• _PROVIDED TEXT_
● ● ●
Recommended (maximum) size data set

Noel · April 18, 2023, 3:21pm

Hello
I am currently using Textada for my bachelor thesis. First of all, thank you for making this possible for me!
Regarding the size of the dataset to be processed, I had originally planned to use data from 163 pages (86’580 words). This would then be split into 60% training, 20% validation & 20% test data. I have uploaded the dataset into Textada, but unfortunately the program becomes very slow when editing.
Would there be a way to prevent this or do I need to use a smaller data set?
If I should choose a smaller data set, what maximum size would you recommend?
Thanks for your support!

felix · April 19, 2023, 9:10am

Hey Noel,

glad to hear that textada may be helpful for you

Regarding the dataset size, across how many documents is the data split you’re referring to?

Noel · April 20, 2023, 8:48am

Hey Felix
Thanks for your quick Feedback!
At the moment all the data is stored in just one big document.
● ● ●
• _COLLECTED MATERIAL_

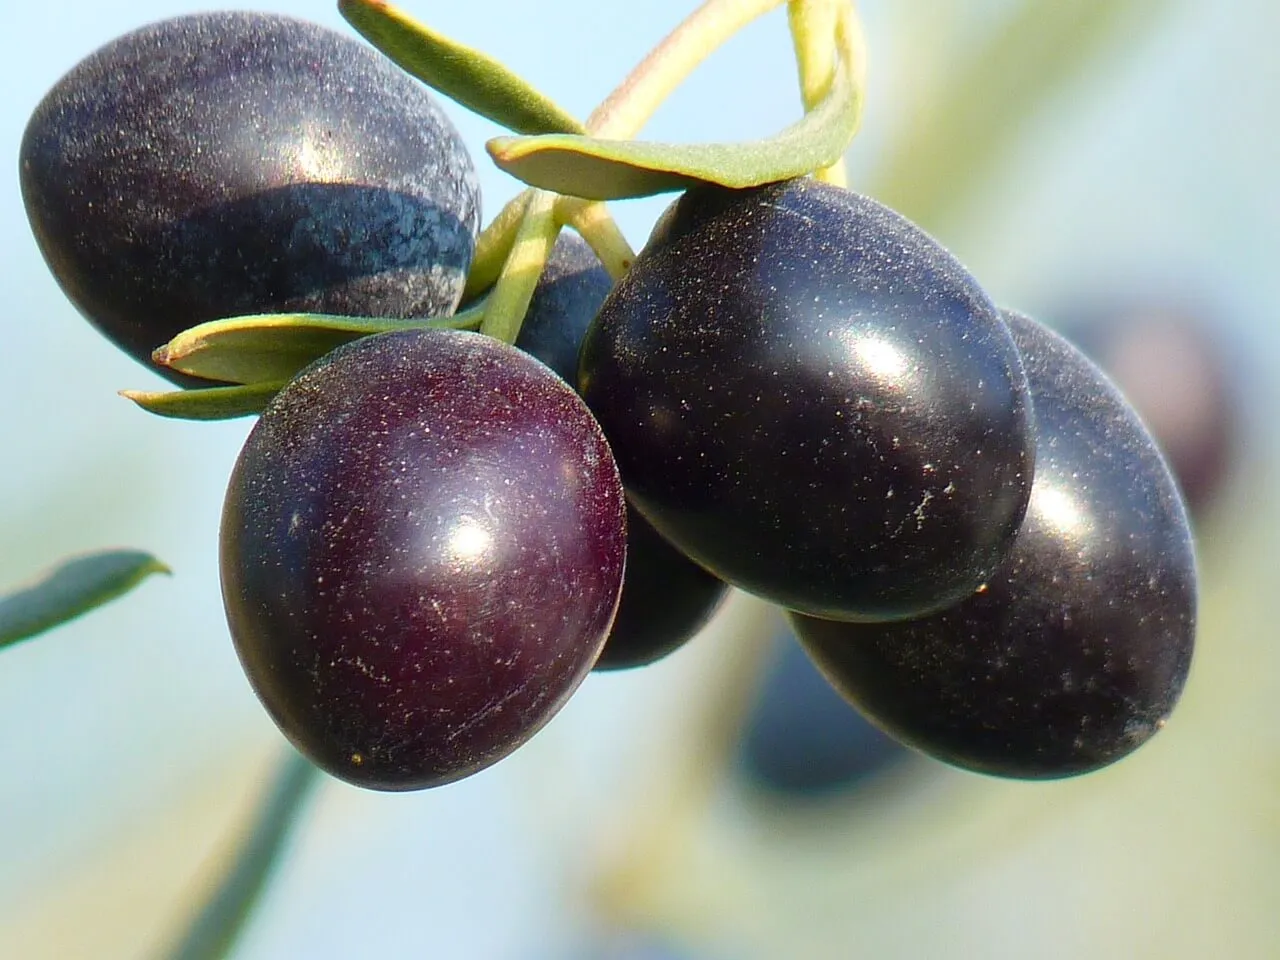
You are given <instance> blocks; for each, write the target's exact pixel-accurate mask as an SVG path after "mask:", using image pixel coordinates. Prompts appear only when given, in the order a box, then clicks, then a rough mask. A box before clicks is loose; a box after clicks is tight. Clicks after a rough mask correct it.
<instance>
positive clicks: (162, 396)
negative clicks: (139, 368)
● ● ●
• _WHAT YOU WILL DO_
(A) In the Textada thread, how many words did Noel's originally planned dataset contain?
(B) Quote everything in the Textada thread from "Thanks for your support!" down to "your quick Feedback!".
Work only from the Textada thread.

• _RESPONSES TO THE TASKS_
(A) 86’580 words, taken from 163 pages.

(B)
Thanks for your support!

felix · April 19, 2023, 9:10am

Hey Noel,

glad to hear that textada may be helpful for you

Regarding the dataset size, across how many documents is the data split you’re referring to?

Noel · April 20, 2023, 8:48am

Hey Felix
Thanks for your quick Feedback!